- WORK INSTRUCTIONS: Return each line below that contains the word "tree", copying each such line in full.

>> Begin EXERCISE DATA

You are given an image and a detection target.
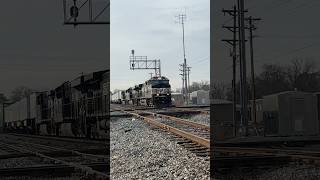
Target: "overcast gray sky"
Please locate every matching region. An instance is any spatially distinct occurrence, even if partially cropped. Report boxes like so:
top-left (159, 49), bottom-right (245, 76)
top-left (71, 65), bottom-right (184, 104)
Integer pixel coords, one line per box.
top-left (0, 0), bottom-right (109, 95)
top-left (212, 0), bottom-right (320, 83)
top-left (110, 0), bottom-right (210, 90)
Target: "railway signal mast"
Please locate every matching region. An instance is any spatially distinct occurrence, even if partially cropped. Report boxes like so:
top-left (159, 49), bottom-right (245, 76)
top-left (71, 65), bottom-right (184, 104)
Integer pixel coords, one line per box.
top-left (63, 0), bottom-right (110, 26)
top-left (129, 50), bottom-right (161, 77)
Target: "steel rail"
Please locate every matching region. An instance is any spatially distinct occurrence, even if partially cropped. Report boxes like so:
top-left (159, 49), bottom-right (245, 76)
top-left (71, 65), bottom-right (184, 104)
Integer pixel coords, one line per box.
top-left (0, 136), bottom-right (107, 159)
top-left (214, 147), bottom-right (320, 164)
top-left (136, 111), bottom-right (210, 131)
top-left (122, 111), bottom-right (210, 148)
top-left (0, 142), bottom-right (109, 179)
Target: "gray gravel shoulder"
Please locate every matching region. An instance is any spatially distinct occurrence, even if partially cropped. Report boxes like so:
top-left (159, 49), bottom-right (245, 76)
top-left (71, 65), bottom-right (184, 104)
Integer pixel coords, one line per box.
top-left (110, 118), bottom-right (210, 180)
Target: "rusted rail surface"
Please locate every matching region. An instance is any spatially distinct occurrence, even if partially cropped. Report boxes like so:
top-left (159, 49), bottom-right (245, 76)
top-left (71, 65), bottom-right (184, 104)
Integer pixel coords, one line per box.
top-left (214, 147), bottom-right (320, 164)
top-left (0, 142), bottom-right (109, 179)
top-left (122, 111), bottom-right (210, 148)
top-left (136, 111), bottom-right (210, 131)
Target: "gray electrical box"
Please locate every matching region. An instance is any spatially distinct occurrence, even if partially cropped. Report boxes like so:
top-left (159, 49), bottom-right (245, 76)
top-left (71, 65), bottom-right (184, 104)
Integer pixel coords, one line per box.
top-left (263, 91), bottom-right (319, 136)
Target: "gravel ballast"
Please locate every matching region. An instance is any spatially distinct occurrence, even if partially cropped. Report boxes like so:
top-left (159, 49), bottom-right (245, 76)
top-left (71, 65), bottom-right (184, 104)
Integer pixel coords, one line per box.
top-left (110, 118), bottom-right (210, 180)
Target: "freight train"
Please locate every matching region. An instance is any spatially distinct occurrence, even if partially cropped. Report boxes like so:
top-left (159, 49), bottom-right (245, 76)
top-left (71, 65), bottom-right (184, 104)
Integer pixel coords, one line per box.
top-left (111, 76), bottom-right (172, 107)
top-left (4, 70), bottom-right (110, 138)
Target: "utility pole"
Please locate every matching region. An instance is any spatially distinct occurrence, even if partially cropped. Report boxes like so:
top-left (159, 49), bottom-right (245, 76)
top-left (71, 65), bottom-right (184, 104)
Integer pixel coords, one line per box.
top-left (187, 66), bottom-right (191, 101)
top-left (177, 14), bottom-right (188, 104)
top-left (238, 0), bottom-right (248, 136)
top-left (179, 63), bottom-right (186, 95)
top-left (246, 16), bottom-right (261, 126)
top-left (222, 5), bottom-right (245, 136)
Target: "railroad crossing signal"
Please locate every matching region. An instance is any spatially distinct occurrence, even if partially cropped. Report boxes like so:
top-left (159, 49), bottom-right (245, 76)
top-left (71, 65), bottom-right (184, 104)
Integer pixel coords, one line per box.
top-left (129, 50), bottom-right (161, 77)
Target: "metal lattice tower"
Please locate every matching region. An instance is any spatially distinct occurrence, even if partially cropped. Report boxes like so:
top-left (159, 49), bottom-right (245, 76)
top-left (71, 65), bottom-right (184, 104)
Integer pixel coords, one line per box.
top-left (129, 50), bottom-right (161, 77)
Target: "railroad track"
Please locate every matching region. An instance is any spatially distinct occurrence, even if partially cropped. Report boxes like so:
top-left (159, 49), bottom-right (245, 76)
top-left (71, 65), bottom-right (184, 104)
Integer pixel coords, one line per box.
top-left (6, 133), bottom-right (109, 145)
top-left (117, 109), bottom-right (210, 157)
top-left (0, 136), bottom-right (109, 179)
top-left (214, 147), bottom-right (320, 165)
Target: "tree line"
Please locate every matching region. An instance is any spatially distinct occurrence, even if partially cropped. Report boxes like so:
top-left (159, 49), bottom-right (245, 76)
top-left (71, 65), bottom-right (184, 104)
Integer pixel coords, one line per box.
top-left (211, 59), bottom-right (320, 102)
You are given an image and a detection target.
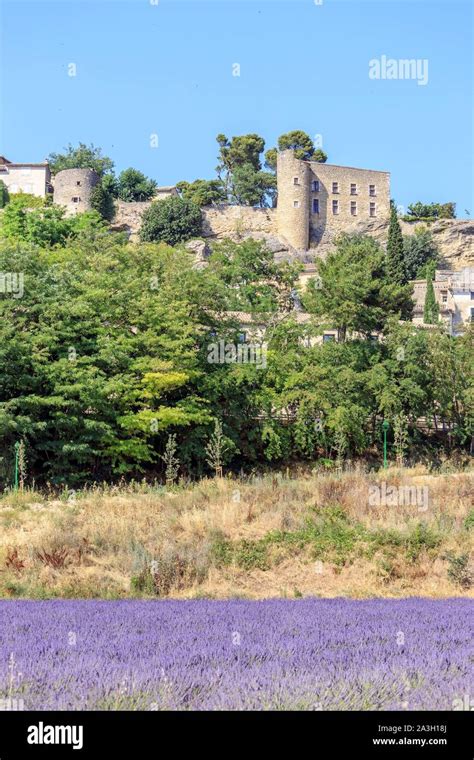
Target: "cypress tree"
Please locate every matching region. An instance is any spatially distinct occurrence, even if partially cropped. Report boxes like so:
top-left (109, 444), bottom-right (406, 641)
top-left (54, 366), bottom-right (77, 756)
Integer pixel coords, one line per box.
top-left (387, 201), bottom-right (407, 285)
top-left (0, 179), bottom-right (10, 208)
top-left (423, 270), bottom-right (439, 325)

>> End EXERCISE DATA

- RESULT FOR THIS EXERCISE:
Target: "tree line"
Target: "cypress tree"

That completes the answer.